### Data for processing

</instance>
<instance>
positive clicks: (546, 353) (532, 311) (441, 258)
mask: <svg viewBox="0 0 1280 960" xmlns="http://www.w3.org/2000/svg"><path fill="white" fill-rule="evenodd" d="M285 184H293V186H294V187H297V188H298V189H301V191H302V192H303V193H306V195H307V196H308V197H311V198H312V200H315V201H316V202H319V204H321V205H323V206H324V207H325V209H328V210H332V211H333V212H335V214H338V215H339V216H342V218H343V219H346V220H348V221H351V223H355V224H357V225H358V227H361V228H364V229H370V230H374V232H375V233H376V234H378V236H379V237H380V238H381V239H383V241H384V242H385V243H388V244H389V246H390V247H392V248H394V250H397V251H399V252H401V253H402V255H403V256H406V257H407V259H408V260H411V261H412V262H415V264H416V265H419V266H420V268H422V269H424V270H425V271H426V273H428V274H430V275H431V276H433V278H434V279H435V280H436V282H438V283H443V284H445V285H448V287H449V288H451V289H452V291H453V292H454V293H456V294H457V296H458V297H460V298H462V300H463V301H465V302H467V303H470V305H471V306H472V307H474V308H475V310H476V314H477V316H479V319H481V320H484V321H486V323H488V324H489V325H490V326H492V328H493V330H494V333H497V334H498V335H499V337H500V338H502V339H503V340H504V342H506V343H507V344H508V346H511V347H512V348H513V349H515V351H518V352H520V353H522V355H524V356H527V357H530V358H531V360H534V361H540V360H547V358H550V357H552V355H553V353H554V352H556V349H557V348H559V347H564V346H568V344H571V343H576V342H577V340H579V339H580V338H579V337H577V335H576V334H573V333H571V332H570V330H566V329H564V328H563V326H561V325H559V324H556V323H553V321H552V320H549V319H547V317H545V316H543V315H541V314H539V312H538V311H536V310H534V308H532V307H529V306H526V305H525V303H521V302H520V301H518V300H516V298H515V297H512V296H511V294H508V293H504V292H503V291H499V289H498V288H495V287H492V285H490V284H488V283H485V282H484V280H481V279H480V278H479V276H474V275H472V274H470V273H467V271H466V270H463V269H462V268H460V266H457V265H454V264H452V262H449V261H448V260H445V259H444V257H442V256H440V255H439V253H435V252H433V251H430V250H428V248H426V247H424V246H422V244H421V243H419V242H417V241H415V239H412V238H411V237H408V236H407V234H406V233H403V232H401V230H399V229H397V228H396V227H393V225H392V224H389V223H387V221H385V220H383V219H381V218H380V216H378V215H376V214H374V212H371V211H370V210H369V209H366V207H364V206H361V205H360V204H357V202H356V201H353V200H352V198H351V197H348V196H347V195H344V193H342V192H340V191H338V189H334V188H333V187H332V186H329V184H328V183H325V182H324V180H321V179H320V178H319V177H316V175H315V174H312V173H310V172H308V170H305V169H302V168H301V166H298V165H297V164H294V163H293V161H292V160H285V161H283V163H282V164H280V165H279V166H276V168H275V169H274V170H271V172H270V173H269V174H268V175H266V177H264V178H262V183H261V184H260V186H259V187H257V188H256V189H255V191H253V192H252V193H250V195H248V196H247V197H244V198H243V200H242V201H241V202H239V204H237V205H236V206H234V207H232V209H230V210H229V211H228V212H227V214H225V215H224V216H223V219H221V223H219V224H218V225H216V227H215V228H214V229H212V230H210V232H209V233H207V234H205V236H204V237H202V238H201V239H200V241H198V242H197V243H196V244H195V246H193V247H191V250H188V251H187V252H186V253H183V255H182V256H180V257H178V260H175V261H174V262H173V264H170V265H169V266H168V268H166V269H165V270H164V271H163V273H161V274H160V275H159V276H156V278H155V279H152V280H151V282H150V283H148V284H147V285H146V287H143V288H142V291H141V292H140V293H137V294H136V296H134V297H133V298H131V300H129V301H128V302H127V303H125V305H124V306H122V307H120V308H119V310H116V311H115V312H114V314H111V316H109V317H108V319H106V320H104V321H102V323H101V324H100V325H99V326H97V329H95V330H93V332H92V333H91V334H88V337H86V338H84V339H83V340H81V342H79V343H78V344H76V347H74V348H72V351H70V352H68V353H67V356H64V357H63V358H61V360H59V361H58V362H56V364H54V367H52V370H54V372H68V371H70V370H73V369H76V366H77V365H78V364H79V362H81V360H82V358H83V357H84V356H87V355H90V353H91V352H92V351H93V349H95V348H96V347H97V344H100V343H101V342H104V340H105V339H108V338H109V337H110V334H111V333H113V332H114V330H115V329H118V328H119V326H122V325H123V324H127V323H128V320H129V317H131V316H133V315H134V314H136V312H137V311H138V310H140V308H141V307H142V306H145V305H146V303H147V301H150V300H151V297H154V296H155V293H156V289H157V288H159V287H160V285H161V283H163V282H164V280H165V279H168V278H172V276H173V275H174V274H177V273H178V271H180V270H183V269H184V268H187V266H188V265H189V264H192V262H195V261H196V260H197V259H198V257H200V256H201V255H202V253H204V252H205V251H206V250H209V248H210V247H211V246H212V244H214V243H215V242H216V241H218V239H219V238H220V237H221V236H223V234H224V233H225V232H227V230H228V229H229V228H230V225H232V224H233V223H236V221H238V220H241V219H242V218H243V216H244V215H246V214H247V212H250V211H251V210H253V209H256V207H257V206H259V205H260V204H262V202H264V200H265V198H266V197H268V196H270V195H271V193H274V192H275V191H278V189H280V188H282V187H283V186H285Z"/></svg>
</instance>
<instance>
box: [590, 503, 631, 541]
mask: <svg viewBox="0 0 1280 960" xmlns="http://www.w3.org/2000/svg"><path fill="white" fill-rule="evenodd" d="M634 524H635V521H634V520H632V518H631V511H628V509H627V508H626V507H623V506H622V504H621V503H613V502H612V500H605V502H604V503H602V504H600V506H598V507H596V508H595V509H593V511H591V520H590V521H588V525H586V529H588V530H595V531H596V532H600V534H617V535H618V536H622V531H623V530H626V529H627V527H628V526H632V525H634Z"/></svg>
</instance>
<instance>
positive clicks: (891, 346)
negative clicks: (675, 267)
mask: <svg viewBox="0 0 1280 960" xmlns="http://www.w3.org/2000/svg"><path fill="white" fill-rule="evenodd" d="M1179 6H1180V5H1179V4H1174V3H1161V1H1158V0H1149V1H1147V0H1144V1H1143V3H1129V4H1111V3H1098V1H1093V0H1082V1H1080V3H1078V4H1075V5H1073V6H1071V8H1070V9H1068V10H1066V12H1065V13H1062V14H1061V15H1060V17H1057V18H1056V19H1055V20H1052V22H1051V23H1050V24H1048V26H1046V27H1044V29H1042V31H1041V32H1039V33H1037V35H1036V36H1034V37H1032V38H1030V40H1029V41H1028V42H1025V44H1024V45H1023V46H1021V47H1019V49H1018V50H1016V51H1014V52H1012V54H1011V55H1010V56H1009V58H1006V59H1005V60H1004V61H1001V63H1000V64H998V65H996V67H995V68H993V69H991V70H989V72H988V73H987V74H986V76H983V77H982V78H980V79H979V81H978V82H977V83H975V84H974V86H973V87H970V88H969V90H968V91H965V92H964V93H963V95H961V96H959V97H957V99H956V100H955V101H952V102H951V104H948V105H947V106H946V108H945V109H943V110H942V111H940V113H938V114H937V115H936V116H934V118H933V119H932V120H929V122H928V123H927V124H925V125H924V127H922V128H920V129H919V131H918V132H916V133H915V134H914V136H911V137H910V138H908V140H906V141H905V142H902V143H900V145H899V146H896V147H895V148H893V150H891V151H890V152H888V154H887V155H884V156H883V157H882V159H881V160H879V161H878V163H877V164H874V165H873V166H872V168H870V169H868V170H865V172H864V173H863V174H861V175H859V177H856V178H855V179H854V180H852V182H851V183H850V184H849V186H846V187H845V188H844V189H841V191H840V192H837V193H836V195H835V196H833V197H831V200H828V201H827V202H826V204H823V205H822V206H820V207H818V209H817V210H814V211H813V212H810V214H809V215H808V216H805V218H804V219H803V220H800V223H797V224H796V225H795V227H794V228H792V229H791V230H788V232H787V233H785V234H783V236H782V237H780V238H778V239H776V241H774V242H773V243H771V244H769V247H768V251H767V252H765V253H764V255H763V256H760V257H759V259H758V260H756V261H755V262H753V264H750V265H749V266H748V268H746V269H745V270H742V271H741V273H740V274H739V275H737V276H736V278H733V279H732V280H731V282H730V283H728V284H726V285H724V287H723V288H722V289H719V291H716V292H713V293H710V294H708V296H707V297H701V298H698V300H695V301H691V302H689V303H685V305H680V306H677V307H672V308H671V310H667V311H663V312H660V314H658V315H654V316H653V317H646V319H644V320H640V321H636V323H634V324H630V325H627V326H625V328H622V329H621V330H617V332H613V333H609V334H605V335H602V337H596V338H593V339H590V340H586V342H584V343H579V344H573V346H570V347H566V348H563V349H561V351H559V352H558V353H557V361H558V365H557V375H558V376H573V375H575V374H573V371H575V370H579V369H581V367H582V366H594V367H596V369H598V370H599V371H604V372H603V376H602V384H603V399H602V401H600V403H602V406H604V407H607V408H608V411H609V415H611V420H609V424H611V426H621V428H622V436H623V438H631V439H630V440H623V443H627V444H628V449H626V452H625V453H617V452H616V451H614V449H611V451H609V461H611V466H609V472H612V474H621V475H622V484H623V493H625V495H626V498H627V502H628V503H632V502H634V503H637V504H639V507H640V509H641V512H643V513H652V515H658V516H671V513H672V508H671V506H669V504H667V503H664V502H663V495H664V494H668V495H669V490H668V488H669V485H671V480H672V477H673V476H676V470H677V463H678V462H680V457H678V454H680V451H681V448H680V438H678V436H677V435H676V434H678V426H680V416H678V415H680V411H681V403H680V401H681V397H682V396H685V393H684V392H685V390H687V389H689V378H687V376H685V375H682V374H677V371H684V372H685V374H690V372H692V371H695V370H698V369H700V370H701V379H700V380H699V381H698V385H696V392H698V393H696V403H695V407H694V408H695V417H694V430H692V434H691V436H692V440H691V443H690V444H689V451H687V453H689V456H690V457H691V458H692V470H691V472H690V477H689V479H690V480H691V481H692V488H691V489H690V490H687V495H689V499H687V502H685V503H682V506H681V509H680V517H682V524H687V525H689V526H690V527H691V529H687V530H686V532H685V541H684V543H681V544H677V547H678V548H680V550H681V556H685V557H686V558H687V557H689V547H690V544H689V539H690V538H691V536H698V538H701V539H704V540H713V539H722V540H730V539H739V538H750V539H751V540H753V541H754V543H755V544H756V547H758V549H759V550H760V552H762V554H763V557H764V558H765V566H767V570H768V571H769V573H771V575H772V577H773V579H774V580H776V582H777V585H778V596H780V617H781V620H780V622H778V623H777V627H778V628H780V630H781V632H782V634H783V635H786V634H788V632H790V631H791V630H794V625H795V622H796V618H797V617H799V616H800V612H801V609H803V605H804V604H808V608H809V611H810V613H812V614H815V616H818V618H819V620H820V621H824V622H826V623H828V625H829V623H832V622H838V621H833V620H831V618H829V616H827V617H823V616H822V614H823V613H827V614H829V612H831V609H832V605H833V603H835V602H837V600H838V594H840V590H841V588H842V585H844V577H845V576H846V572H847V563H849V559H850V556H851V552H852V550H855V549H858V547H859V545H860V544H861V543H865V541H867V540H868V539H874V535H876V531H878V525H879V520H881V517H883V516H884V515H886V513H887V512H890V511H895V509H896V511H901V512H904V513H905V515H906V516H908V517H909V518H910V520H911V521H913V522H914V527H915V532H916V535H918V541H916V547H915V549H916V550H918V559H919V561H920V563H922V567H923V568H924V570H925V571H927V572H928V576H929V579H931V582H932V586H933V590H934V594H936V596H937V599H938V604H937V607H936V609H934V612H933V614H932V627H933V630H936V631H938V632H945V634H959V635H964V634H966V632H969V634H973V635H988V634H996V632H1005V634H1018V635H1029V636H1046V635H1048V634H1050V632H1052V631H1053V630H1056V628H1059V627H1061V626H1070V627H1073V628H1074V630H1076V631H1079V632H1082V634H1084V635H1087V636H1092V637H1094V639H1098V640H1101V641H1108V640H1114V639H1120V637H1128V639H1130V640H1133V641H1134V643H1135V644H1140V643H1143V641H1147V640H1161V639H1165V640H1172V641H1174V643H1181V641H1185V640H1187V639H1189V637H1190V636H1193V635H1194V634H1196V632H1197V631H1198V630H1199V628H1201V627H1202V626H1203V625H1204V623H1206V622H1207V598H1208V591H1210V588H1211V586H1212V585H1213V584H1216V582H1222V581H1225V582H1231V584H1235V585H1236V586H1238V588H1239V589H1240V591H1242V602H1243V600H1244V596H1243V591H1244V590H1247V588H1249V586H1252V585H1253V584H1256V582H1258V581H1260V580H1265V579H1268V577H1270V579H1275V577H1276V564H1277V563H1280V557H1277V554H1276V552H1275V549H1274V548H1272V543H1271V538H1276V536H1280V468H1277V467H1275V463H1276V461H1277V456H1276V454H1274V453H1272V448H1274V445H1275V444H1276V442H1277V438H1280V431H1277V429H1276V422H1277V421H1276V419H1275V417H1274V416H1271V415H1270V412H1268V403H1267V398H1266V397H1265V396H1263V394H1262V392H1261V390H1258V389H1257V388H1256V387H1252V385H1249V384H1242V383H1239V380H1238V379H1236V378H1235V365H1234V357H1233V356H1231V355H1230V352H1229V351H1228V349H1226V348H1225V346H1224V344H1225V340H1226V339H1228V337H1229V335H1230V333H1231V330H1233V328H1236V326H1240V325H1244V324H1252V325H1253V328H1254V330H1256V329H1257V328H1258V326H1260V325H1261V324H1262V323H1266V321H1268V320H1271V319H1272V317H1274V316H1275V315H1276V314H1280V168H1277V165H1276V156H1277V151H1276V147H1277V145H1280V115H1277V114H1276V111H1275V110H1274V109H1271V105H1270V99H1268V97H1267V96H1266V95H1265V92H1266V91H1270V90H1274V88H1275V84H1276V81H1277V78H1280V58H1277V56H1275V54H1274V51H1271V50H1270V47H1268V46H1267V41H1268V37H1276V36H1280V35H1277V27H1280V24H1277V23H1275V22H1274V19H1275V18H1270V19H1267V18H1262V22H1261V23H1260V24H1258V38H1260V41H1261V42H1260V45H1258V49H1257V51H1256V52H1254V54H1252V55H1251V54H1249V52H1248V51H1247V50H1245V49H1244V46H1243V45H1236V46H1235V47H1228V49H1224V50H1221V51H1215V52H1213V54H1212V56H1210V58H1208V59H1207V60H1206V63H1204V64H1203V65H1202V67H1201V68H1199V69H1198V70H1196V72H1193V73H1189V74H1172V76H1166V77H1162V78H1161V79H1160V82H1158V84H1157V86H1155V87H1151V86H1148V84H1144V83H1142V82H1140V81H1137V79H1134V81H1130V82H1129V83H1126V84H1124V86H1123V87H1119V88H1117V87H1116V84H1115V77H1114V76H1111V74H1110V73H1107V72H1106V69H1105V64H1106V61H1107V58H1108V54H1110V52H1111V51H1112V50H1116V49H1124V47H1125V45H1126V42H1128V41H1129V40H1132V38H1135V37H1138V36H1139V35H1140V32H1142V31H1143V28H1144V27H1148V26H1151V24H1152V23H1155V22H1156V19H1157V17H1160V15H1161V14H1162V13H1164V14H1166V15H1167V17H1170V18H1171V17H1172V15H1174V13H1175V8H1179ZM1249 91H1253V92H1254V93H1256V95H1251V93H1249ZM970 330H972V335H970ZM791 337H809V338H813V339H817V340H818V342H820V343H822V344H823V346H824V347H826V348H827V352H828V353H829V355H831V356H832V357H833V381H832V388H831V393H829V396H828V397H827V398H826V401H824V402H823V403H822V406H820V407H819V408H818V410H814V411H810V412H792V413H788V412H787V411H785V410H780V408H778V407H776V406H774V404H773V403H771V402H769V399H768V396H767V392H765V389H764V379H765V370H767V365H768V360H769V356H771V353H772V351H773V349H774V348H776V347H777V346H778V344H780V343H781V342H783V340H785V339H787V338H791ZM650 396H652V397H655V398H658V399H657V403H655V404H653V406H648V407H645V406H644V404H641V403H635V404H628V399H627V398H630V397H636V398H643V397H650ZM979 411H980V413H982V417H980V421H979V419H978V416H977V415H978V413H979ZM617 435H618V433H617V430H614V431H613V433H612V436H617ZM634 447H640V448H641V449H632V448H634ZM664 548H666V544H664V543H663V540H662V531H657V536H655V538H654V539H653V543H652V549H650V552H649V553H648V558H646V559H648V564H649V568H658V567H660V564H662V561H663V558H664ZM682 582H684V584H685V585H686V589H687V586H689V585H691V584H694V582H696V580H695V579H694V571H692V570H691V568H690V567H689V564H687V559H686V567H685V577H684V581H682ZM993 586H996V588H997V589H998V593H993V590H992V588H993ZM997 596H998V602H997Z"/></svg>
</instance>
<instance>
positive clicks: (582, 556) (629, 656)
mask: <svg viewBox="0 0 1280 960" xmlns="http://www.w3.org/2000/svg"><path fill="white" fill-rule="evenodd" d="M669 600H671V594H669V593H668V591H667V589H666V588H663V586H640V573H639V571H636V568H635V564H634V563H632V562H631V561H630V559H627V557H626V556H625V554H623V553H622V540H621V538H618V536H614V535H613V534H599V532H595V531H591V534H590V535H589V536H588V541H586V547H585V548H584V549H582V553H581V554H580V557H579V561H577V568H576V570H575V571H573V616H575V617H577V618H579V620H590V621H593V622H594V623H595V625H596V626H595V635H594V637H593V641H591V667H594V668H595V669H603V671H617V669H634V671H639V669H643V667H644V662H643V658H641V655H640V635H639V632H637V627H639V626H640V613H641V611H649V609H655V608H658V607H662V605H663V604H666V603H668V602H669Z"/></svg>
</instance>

######

Work item: Copy the lines from the first line of the records through the line containing "positive clicks: (546, 353)", both included, and nothing more.

Answer to the exercise:
</instance>
<instance>
positive clicks: (546, 353) (532, 311) (441, 258)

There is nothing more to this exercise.